> _Document excerpt_:
• • •

Guest Opinions

Online reviews can be major pain for businesses in Idaho, elsewhere

Recently I was contentedly looking at my emails. I had just had a great experience helping a patient, and he left a happy man. Then I found out we had received another negative review online. Now I was upset.

Why as a society do we permit this kind of thing? I mean, if the review had been truthful, and we had maliciously injured someone, I would not object, we would deserve it. But that is not, and never has been, the case. I am a dentist. I am in the practice of dentistry because I desire to serve my patients in a way that can make a difference. Yes, I am in it for the money, too. But I have worked hard to acquire the skills to address the many issues I see in people’s mouths. Believe it or not, I (and most other dentists, physicians, and tradesmen who rely on good reputations) love my patients. I want to be equitable in all I do. I truly want to be a caring friend to my patients.

Often, negative comments come from people who have been in our office only one time seeking a bargain. They have responded to an advertisement and are disgruntled because what they expected for their visit was more than what was really being offered. Other times, people leave negative comments because they are in debt to us and resent it. Sometimes it is people seeking drugs and are denied them. There are many reasons, but generally it is malicious people who exaggerate minor things into serious accusations and falsehoods. The people that are reading these preposterous half-truths and lies are just people trying to find a dentist. It is a tragedy that there is no way for the consumer to sort out who the liars and defamers are and which are legitimate complaints. I have to say that most negative comments I have seen simply can’t be trusted.

• • •

> _Information_:
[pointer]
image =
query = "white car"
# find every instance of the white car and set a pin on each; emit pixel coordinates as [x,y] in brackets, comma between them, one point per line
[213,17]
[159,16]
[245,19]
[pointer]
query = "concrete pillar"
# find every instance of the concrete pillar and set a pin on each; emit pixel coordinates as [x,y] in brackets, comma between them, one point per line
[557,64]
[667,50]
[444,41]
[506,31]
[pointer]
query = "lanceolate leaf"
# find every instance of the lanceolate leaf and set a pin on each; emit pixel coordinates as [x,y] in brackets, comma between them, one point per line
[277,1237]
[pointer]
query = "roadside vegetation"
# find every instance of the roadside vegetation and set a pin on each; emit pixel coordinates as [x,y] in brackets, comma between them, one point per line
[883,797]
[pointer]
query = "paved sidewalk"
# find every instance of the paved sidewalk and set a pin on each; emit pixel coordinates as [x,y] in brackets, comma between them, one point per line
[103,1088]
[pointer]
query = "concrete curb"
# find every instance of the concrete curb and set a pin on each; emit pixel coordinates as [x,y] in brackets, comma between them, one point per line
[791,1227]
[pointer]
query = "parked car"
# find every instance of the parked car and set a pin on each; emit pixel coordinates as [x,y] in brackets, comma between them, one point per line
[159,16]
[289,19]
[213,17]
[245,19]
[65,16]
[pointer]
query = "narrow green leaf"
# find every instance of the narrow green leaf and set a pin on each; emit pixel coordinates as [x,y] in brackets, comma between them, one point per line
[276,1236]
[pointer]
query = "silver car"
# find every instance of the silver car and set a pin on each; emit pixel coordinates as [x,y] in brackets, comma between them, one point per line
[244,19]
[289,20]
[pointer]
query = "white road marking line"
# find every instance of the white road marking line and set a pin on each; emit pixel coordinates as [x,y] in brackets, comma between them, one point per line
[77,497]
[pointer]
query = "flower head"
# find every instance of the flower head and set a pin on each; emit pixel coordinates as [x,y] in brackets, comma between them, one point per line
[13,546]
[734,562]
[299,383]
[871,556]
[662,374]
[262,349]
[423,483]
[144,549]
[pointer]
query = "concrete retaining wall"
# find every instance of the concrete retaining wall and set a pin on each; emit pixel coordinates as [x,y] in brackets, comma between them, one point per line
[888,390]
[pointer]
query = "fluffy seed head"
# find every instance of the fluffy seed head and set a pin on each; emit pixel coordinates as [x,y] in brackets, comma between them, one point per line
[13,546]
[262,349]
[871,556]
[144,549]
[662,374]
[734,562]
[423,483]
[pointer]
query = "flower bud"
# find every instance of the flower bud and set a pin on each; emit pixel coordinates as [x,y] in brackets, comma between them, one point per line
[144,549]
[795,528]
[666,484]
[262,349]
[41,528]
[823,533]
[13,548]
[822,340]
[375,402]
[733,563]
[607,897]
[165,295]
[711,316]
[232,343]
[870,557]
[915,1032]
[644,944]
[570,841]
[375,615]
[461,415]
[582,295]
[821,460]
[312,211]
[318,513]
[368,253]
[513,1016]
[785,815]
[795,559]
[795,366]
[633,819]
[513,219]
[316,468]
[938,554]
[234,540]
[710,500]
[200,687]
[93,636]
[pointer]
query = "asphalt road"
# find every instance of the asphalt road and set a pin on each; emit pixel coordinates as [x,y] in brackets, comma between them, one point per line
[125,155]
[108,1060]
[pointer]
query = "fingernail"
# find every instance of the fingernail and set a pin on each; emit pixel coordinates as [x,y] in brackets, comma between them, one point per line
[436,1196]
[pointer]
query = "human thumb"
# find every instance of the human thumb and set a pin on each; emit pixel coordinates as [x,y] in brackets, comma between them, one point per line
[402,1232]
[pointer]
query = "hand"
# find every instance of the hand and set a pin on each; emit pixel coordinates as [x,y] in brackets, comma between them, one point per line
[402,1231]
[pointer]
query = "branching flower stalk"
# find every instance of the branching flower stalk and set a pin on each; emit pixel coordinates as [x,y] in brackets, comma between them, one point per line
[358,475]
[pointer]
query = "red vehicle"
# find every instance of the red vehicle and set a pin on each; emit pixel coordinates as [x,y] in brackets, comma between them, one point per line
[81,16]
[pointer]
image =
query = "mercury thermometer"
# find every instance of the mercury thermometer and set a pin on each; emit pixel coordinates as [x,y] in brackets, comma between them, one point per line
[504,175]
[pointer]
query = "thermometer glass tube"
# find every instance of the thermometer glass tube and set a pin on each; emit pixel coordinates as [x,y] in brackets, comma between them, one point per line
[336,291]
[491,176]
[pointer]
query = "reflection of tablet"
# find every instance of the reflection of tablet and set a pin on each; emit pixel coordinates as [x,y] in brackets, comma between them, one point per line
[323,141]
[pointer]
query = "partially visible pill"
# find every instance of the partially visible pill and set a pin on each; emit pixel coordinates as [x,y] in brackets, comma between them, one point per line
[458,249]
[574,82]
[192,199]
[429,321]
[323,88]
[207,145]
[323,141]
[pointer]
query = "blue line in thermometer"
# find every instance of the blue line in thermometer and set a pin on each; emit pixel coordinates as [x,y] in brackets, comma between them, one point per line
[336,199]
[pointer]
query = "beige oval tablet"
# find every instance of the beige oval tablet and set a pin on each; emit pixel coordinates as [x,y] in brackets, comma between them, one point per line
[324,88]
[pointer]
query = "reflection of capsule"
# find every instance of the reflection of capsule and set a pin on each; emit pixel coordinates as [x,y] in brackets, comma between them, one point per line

• • •

> _Activities_:
[1] Rewrite the opinion piece on online reviews from "Recently I was" to "I was upset.", putting "critical review" in place of "negative review".
[2] Write the next part of the opinion piece on online reviews, starting after its final sentence.

> _Responses_:
[1]
Recently I was contentedly looking at my emails. I had just had a great experience helping a patient, and he left a happy man. Then I found out we had received another critical review online. Now I was upset.

[2]
Why is this allowed to happen? It is because the people doing it can do it without fear of reprisal. It is cost prohibitive to sue them. If a dentist puts a rebuttal on the sight, HIPAA regulations prevent him from being specific, so he/she is unable to address the real issue. This makes the dentist sound weak and guilty.

This is a call to the public. The only thing we can do to counter these malicious acts is for you who care about your dentist and want him/her to be able to continue to give you good care to speak up. It takes at least five good reviews to counter one negative review. If you receive good service from your dentist, another professional, or tradesman, take a little time to go online and tell people about it. We must have your support. Until legislation to stop this type of fraud and defamation is passed, I urge you good people to help us by posting positive comments. Thank you.

R. Russell Burt, D.D.S., graduated from Creighton University School of Dentistry in 1989. He practiced dentistry for 18 years in Blackfoot prior to moving to Boise, where he has been in practice for the past year and a half.